**TASKS TO PERFORM**:
1. Copy a passage from the restaurant review word for word, beginning with the words "And on the subject" and stopping after the words "the Lutine bell.".
2. Continue the restaurant review from its final sentence onward.

**SELECTED TEXT**:
START
And on the subject of substitutions.  It seems that every week former public houses become substituted by restaurants.  Tighter drink-driving laws sounded the death knoll, then for many pubs the smoking ban was the final nail in the coffin, ringing the landlords’ equivalent of the Lutine bell.

But rising from the stubbed out ashes, at an ever faster rate it would seem, is the era of the gastro-pub.  Limed bare floorboards, simple, distressed furniture, handsome earnest young waiters with designer stubble, and cheery, attractive young females have sprung up in every town in the nation it would seem – and we’re all the better off for it.

My old friend Peter Bailey, whose late former wife Kathryn was the food critic for The Argus back in the 1980s and who know as thing or two about food, told me he and his beloved Sheila had made a new find, the Jolly Poacher in Ditchling Road.  So we lunched there this week to try it out.

Squid-cut

First impressions were good, a nice main dining space, a good outdoors terrace and a handsome spiral staircase downstairs, which I forgot to explore.  I like restaurants that have oysters on the menu – and they have the excellent Carlingfords here – because it indicates the rest of their produce is going to be fresh, too.  The menu is short, something I also like to see, again an indicator of freshness.

Starters include a goose liver parfait, with rhubarb compote, pickled asparagus and toasted brioche, a lobster spring roll, which was sublime – simply the best spring roll I’ve ever eaten – and I’ve eaten them in great Chinese restaurants in many cities, including Shanghai and Hong Kong, so I’m not praising this lightly. 

Thai spiced crab fritters with chilli salt squid and choi and shoot salad were dense and dangerously moreish, and a leek and Roquefort tart with a poached pear and roasted walnut salad was sensational.
END
**SUPPLIED DATA**:
START
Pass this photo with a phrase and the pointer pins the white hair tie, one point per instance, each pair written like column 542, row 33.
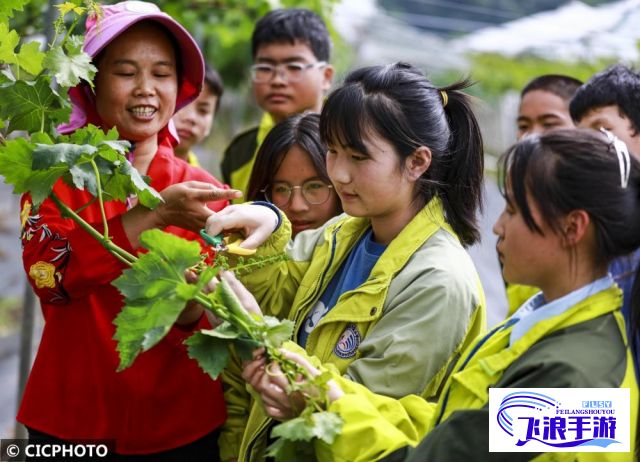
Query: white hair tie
column 623, row 156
END
**OUTPUTS IN ORDER**:
1.
And on the subject of substitutions.  It seems that every week former public houses become substituted by restaurants.  Tighter drink-driving laws sounded the death knoll, then for many pubs the smoking ban was the final nail in the coffin, ringing the landlords’ equivalent of the Lutine bell.

2.
Mains included grilled sea bream, saddle of lamb, the now essential staple of every self-respecting restaurateur, the pork belly variation, which gave me instant food envy when I saw it, as well as a complex and very appealing sounding vegetarian option involving asparagus, mozzarella, arancini, courgettes, garlic flowers and salsa verde.

I had to leave before desert, which was just as well for my figure as, unable to choose between walnut, ginger and apricot pudding, quince and apple crumble with vanilla custard, or warm chocolate tart with honeycomb and crème fraiche, I would have probably gone for all three, as I had done once before when dining with the Baileys – many years and many stones in weight ago….

The wine list has been put together by someone who knows their stuff.  A great selection from across the wine continents, and I was particularly happy to see several clever choices that I know and love on both the white and reds at well under thirty quid. 

We drank a remarkably delicious Spanish white, a Mara Martin Godello Monterrei, and would undoubtedly have downed a second one if I hadn’t been driving.

My tests for any restaurant is whether I would like to go back.  And for the Jolly Poacher the answer is, pun fully intended, like a shot. A sense of air, space, purpose – and a future.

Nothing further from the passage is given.